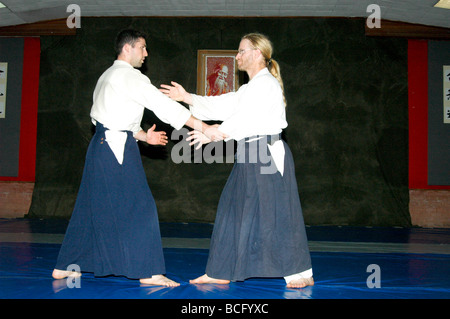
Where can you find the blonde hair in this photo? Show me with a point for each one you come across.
(262, 42)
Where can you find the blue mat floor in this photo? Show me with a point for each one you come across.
(409, 264)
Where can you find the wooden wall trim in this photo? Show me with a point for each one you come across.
(408, 30)
(51, 27)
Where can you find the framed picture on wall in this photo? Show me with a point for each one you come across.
(217, 72)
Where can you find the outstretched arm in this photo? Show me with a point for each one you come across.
(176, 92)
(151, 136)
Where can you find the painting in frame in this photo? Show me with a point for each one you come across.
(217, 72)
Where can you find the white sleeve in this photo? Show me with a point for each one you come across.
(218, 108)
(165, 109)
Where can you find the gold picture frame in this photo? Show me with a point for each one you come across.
(217, 72)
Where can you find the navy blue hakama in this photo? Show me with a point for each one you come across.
(114, 228)
(259, 229)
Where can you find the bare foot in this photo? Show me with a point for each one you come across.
(301, 283)
(159, 280)
(207, 280)
(61, 274)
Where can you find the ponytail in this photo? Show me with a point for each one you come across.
* * * *
**Job:**
Copy out every one of the items above, swapping "come across" for "spot" and keeping everything else unchanged. Leave the pictures out.

**Answer to this problem:**
Where can you find the blonde hair in this photo? Show me with a point for each one you spot.
(262, 42)
Where can you find the blue mat floor in this photo? Show me with a point for each one you spot.
(409, 264)
Where can you find the wooden wall trim in this photo? Show me with a point for each one you spot.
(408, 30)
(51, 27)
Where can you find the framed picture on wall in this photo? Show me with a point for each one you spot.
(217, 72)
Where can you find the outstretched arm in this photo? Show me with a point for each one you spot.
(176, 92)
(151, 136)
Where can you find the painting in frame in this photo? Show me with a point for each one you spot.
(217, 72)
Where can you find the white sleeve in this photo? Show me with a point for each one you spot.
(218, 108)
(165, 109)
Where can you find the gold picture frame in this photo? Show me with a point for each one you spot.
(217, 72)
Where can you find the navy blue hakama in this photo? Show me with a point for each one you spot.
(114, 228)
(259, 229)
Where can you find the bare foot in this photo? Show me with a point for each one you spot.
(301, 283)
(159, 280)
(207, 280)
(61, 274)
Where can you find the ponytail in this photo? Show me with a point for each one you spot.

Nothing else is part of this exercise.